Take the records underneath and set them down exactly.

(Items listed in a dataset)
= = = =
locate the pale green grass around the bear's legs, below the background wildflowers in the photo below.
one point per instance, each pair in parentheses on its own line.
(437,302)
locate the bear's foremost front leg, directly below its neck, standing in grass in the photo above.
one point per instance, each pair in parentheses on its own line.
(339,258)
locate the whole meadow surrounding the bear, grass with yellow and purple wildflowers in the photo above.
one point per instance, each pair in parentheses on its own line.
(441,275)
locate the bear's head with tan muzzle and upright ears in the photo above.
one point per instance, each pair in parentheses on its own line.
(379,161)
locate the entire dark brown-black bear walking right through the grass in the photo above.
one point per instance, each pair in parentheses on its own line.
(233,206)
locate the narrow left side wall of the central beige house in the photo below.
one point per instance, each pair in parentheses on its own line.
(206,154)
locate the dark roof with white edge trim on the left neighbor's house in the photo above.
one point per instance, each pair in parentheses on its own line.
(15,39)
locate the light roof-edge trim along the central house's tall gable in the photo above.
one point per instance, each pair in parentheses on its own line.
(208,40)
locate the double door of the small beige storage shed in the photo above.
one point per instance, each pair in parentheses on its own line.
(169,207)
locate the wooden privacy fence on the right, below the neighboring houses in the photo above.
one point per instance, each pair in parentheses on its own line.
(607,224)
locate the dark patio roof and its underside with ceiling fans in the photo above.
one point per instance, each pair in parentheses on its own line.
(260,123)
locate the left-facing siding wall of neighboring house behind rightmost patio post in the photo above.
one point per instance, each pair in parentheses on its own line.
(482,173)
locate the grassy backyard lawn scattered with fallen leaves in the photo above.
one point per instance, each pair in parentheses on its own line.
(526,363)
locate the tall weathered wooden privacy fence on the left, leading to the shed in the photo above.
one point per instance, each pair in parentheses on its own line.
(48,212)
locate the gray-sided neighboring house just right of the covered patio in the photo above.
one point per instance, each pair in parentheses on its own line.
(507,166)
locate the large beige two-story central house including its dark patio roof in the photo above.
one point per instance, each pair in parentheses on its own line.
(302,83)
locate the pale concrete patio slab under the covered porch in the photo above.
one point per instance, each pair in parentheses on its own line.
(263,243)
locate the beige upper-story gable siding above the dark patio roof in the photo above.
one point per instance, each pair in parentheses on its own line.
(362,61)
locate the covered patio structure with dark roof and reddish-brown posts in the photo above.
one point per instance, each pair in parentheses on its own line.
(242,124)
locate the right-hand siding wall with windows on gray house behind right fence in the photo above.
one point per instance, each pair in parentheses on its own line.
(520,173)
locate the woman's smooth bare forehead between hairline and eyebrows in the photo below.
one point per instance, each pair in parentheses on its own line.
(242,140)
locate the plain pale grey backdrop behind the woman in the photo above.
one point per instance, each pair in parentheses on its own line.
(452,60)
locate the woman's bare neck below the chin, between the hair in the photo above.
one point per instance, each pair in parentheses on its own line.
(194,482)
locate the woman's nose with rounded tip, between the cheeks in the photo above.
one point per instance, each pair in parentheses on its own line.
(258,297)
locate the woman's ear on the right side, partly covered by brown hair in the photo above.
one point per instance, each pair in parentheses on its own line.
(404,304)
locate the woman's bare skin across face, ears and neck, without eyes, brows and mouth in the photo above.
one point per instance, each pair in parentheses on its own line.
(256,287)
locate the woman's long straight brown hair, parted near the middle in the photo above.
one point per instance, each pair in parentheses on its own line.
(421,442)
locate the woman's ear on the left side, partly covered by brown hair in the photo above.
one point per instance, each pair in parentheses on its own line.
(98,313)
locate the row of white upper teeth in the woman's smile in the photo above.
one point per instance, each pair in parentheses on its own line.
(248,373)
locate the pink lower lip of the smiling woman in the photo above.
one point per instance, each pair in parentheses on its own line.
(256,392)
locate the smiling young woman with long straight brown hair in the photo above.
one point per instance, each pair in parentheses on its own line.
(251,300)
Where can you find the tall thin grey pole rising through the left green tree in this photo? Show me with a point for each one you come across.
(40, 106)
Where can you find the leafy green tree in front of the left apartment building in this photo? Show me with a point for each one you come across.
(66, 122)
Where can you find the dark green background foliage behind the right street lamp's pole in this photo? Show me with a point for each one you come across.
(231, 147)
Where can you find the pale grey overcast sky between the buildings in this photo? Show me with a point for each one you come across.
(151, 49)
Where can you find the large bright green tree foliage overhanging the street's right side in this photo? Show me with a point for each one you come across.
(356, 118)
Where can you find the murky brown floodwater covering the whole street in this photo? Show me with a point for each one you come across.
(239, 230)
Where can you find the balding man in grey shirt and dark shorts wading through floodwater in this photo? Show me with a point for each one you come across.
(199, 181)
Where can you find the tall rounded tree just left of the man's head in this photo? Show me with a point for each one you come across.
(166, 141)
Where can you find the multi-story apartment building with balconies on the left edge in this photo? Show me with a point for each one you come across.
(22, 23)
= = = =
Completed task ▸
locate the pale green grass around the bear's legs, below the background wildflowers in the photo below.
one point per instance, each pair in parentheses on its own line.
(437,302)
locate the bear's foremost front leg, directly below its neck, standing in grass in the photo above.
one point per instance, each pair in parentheses on its own line.
(339,258)
locate the whole meadow surrounding the bear, grass with yellow and purple wildflowers in the photo above.
one point per instance, each pair in parentheses on its own line.
(441,275)
locate the bear's head with tan muzzle and upright ears in the photo above.
one point per instance, each pair in parentheses on its own line.
(379,161)
locate the entire dark brown-black bear walking right through the grass in the photo above.
one point per instance, each pair in parentheses on its own line.
(233,206)
locate the narrow left side wall of the central beige house in the photo below.
one point per instance, each pair in parentheses on its own line.
(206,154)
locate the dark roof with white edge trim on the left neighbor's house in the photo above.
one point per instance, each pair in parentheses on its own line.
(15,39)
locate the light roof-edge trim along the central house's tall gable in the photo above.
one point per instance, each pair in parentheses on its own line.
(208,40)
locate the double door of the small beige storage shed in the photo above.
one point per instance, each pair in parentheses on its own line.
(169,207)
locate the wooden privacy fence on the right, below the neighboring houses in the photo above.
one point per instance, each pair in parentheses on its own line.
(607,224)
locate the dark patio roof and its underside with ceiling fans in the photo above.
one point per instance, each pair in parentheses on its own line.
(260,123)
locate the left-facing siding wall of neighboring house behind rightmost patio post in the photo above.
one point per instance, each pair in parentheses on its own line.
(482,173)
locate the grassy backyard lawn scattered with fallen leaves in the photo above.
one point per instance, each pair in parentheses on its own line.
(526,363)
locate the tall weathered wooden privacy fence on the left, leading to the shed in the photo above.
one point per instance, each pair in parentheses on its own line.
(48,212)
locate the gray-sided neighboring house just right of the covered patio in the photo above.
one point per instance, each pair in parentheses on its own line.
(507,166)
locate the large beige two-story central house including its dark patio roof in the photo above.
one point per instance, each pair in parentheses on its own line.
(302,83)
locate the pale concrete patio slab under the covered porch in the photo above.
one point per instance, each pair in parentheses on its own line.
(263,243)
locate the beige upper-story gable siding above the dark patio roof in the photo above.
one point per instance, each pair in parentheses on its own line.
(362,61)
locate the covered patio structure with dark roof and reddish-brown posts in the photo above.
one point per instance, each pair in parentheses on its own line.
(242,124)
locate the right-hand siding wall with windows on gray house behind right fence in the photo above.
one point per instance, each pair in parentheses on its own line.
(520,173)
locate the woman's smooth bare forehead between hairline and eyebrows in the photo below.
one point per instance, each pair in parentheses on its own line.
(242,140)
locate the plain pale grey backdrop behind the woman in the photo above.
one point per instance, each pair in parentheses on its own line.
(452,60)
locate the woman's bare neck below the chin, between the hair in the photo above.
one point per instance, each pair in parentheses on its own line.
(194,482)
locate the woman's nose with rounded tip, between the cheeks in the photo above.
one point per instance, each pair in parentheses on its own line.
(258,297)
locate the woman's ear on the right side, partly covered by brown hair in the photo above.
one point per instance, each pair in parentheses on its own line.
(404,304)
locate the woman's bare skin across face, ears and neck, without eyes, brows and mouth in the photo above.
one point per instance, each pair in parentheses on its own line.
(256,287)
locate the woman's long straight brown hair, parted near the middle in the photo above.
one point per instance, each pair in parentheses on its own line.
(421,442)
locate the woman's ear on the left side, partly covered by brown hair in the photo above.
one point per instance, each pair in parentheses on its own line.
(98,313)
locate the row of white upper teeth in the woman's smile in the photo above.
one point per instance, each pair in parentheses on its own line.
(248,373)
locate the pink lower lip of the smiling woman in the photo above.
one point per instance, each pair in parentheses on its own line.
(256,392)
locate the smiling young woman with long straight brown hair in the photo above.
one point per instance, each pair in parentheses on its own line.
(251,300)
Where can you find the tall thin grey pole rising through the left green tree in this photo? Show me with a point for each one you come across.
(40, 106)
Where can you find the leafy green tree in front of the left apartment building in this photo? Show me with a point for each one you come across.
(66, 122)
Where can you find the dark green background foliage behind the right street lamp's pole in this photo? Show me with a point for each one you come across.
(231, 147)
Where can you find the pale grey overcast sky between the buildings in this photo? Show me with a point for each one you come across.
(151, 49)
Where can you find the large bright green tree foliage overhanging the street's right side in this photo? Show me with a point for each one you come across.
(356, 118)
Where can you find the murky brown floodwater covering the whole street in this photo? Show me with a point for each one you come across.
(239, 230)
Where can you find the balding man in grey shirt and dark shorts wading through floodwater in this photo? Show me with a point for each one you come across.
(199, 181)
Where can you find the tall rounded tree just left of the man's head in this photo? Show me with a point for each one you come across.
(166, 141)
Where can you find the multi-story apartment building with balconies on the left edge in this photo? Show me with a point for each one you come across.
(22, 23)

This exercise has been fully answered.